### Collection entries
══════

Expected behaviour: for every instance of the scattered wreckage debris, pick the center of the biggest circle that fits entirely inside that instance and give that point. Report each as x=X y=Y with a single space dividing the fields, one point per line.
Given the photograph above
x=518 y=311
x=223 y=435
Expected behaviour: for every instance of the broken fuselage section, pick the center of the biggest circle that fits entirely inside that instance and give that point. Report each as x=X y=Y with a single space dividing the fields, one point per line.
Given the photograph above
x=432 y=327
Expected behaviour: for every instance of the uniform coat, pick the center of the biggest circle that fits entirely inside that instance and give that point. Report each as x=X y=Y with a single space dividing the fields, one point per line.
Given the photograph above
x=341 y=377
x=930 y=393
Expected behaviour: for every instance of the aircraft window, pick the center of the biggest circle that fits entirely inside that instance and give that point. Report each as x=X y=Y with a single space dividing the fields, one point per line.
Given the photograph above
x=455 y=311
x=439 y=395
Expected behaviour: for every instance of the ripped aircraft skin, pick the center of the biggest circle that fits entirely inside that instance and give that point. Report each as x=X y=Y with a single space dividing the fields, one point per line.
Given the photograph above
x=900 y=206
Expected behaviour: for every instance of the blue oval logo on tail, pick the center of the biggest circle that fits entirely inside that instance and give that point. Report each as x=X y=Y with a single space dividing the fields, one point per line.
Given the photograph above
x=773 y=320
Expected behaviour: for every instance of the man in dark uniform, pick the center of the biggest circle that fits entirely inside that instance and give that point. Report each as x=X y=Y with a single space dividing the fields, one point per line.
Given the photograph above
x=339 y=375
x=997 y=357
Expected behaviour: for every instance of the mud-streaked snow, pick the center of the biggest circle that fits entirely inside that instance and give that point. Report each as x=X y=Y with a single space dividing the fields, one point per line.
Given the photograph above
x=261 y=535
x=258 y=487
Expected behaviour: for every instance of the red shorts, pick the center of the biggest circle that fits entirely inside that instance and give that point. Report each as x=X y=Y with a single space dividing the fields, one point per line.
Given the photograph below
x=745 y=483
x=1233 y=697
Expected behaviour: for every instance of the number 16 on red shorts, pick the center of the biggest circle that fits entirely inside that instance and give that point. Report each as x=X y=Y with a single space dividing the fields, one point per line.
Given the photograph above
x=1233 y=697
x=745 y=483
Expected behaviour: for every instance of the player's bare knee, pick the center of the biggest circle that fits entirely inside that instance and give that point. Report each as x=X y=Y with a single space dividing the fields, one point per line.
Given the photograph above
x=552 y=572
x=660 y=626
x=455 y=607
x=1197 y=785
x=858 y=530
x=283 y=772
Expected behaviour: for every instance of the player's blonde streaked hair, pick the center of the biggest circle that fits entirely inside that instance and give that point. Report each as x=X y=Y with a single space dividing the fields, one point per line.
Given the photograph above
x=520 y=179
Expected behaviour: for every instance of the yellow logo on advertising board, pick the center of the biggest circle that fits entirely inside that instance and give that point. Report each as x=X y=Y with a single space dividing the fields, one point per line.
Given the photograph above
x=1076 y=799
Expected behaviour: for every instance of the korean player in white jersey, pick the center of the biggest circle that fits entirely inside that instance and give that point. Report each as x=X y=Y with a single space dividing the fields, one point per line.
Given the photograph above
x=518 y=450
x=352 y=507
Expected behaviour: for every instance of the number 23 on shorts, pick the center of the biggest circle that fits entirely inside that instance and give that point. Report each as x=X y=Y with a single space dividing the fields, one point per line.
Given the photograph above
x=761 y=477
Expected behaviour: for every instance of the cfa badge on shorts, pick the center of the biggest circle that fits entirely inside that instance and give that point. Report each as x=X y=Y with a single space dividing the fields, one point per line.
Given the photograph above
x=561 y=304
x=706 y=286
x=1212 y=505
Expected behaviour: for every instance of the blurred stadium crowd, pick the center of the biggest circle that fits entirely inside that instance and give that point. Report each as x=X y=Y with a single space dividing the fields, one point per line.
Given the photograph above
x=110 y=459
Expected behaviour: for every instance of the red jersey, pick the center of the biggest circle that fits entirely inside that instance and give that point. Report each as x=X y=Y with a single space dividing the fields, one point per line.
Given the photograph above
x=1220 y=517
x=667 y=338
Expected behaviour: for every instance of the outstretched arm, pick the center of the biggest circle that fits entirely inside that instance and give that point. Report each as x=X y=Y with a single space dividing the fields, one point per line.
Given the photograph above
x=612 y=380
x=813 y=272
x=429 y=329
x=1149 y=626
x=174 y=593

══════

### TASK ITEM
Scan the data above and copy every line with "streaked" in it.

### RESULT OF THIS TASK
Expected behaviour: for every instance of the mud-streaked snow, pick the center of the biggest circle that fits entirely inside that instance and give that point. Report each as x=X y=Y with a single space dividing the fields, one point per line.
Expected behaviour: for every instance of the player's blonde streaked hair, pick the center of the biggest circle that fits entirely inside that instance and give that point. Report each as x=X y=Y with a single space dividing the fields, one point per line.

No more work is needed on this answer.